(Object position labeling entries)
※
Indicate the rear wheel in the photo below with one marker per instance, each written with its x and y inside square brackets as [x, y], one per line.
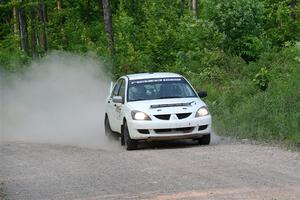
[108, 131]
[131, 144]
[205, 140]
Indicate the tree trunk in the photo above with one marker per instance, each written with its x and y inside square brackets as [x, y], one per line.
[15, 21]
[33, 34]
[101, 10]
[194, 7]
[293, 7]
[22, 24]
[42, 16]
[108, 25]
[59, 5]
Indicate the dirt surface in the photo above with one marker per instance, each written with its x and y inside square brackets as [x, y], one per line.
[175, 170]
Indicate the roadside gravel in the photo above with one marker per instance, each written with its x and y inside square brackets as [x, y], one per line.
[175, 170]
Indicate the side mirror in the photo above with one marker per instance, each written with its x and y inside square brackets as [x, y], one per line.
[202, 94]
[118, 99]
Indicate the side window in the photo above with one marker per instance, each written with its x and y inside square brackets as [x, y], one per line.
[122, 89]
[116, 88]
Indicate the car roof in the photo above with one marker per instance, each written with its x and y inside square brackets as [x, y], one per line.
[152, 75]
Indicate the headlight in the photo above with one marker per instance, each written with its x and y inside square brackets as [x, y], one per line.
[202, 112]
[137, 115]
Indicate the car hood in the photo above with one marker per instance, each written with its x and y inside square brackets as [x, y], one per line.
[167, 106]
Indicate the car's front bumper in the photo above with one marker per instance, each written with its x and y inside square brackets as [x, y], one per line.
[169, 129]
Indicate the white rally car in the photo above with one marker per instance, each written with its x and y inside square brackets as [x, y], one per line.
[156, 106]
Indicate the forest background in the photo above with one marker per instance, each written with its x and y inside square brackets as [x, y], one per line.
[245, 53]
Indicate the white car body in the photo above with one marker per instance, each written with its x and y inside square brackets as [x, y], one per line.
[170, 118]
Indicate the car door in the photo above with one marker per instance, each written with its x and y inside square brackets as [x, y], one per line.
[111, 106]
[119, 107]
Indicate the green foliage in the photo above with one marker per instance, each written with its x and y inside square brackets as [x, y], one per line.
[261, 79]
[241, 110]
[11, 57]
[242, 23]
[279, 24]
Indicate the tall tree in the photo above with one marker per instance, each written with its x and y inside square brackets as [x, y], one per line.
[293, 6]
[15, 20]
[194, 7]
[43, 19]
[108, 25]
[23, 32]
[33, 33]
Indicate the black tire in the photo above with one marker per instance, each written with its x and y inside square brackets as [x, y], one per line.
[122, 136]
[205, 140]
[107, 129]
[131, 144]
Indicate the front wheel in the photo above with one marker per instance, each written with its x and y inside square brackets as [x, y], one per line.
[131, 144]
[205, 140]
[107, 129]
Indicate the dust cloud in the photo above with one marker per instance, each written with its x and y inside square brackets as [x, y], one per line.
[58, 100]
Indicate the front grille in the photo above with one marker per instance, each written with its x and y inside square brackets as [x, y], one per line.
[183, 115]
[175, 130]
[163, 117]
[203, 127]
[143, 131]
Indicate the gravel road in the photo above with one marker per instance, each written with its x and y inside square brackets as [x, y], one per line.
[175, 170]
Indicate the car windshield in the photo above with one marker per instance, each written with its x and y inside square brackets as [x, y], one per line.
[159, 88]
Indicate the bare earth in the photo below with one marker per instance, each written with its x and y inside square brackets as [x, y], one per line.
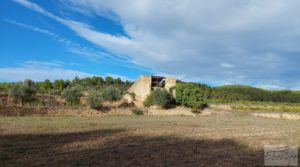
[215, 140]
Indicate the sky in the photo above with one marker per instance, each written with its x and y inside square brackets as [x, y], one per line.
[216, 42]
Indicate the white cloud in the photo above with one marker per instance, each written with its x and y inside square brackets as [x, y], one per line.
[193, 38]
[227, 65]
[39, 71]
[123, 78]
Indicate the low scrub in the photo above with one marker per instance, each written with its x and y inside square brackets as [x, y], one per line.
[23, 92]
[111, 94]
[190, 95]
[137, 111]
[159, 97]
[72, 95]
[94, 99]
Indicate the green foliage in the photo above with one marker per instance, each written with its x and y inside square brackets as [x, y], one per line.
※
What is needed :: Transcribe each entry precisely as given, leaving the pictures out.

Solution to the exercise ::
Indicate the rear wheel in the photo below with one marker per instance, each written with its x and y inside square brackets as [x, y], one per line.
[108, 131]
[131, 144]
[205, 140]
Indicate the tree trunk in the photo above with one marker per instance, each written with its x and y inside square brackets as [x, y], one per line.
[15, 21]
[33, 34]
[101, 10]
[194, 7]
[293, 7]
[22, 24]
[42, 16]
[108, 25]
[59, 5]
Indicate the dirt surface in the photo above with one marker per instance, each written with its x and y inside square brackets as [x, y], one per line.
[175, 170]
Indicate the roadside gravel in the photo above with one marker per instance, each written with its x and y inside square brackets as [x, y], one per line.
[175, 170]
Indicate the side mirror in the photo above with one marker per instance, each written with its x and y inside square brackets as [x, y], one per line.
[202, 94]
[118, 99]
Indicate the side window in the photo above with one marker per instance, each written with its x and y inside square brackets as [x, y], one per line.
[122, 89]
[116, 88]
Indicate the car roof in the photo above with one marker per instance, each written with its x and y inside square brackets as [x, y], one per line.
[152, 75]
Indicate the headlight in the photo above with one marker per instance, each written with its x and y inside square brackets as [x, y], one per line.
[202, 112]
[137, 115]
Indicate the car hood in the photo above with one marker per instance, each written with its x and y inside square brackets as [x, y], one per line.
[167, 106]
Indicate the car's front bumper in the photo above with one marker per instance, each written with its x and y inside square brackets as [x, y], one per line.
[169, 129]
Indicate the white rally car in the photo above with one marker per instance, each written with its x and y inside square brackets as [x, y], one per line.
[156, 106]
Indicate the forest background in the photo above with one marker per instance, each written with its x and y inside square brackets as [x, y], one per line.
[245, 53]
Indicate the white car body in the photo above with one marker per instance, each written with its x and y inside square brackets as [x, y], one per line.
[170, 118]
Indicate the car door in the photo above with one marker per instance, each written with its x and y inside square brackets as [x, y], one per line.
[111, 106]
[119, 107]
Indicate the green foliage in the photo above with one marker per instance, each written with its x and y inside square brackets as [x, y], one per line.
[261, 79]
[241, 110]
[11, 57]
[242, 23]
[279, 24]
Indicate the tall tree in the photo above with one marker per instance, each written with its x and y inside square brackets as [x, y], one per line.
[293, 6]
[15, 20]
[194, 7]
[43, 19]
[108, 25]
[23, 32]
[33, 33]
Indicate the black tire in the photo above with one marker per instance, each written with its x and y inside square brackets as [x, y], one per line.
[122, 136]
[205, 140]
[107, 129]
[131, 144]
Indicate the front wheel in the photo above with one marker per instance, each written with its x and y inside square brackets as [x, y], one per line.
[131, 144]
[205, 140]
[107, 129]
Indicate the dust cloud in the photo above with one marker per instance, each written with its x and y inside square brackets as [x, y], one per line.
[58, 100]
Indicate the front grille in the photo above with one marker per instance, each written with its x and y inside square brackets as [x, y], one per line.
[183, 115]
[175, 130]
[163, 117]
[203, 127]
[143, 131]
Indicate the gravel road in the photo above with one marker per instance, each written with its x and y inside square brackets as [x, y], one per line.
[175, 170]
Indicate the car windshield in the photo above with one marker per instance, each written with its x and y inside square brackets as [x, y], one per line.
[159, 88]
Indicate the bare earth in the photo below with one marker per instance, each written with its x and y inside square brackets as [x, y], one per line.
[215, 140]
Indicate the sky in the photo above with one marker per instance, each written with its x and y inside square brackets as [x, y], one per line.
[216, 42]
Indicate the white cloud in the photo above with one marker per instance, each written with its x and y inside square brackets as [x, y], one per line.
[193, 38]
[227, 65]
[39, 71]
[123, 78]
Indicate the low scrub in the photo above with one marker per instance, each written with its x and y inside square brackets as [x, y], one per line.
[23, 92]
[111, 94]
[190, 95]
[137, 111]
[159, 97]
[72, 95]
[94, 99]
Indicate the green foliage in the photo above with one marker per instance, each written with its x and y inside square brackets as [x, y], one per line.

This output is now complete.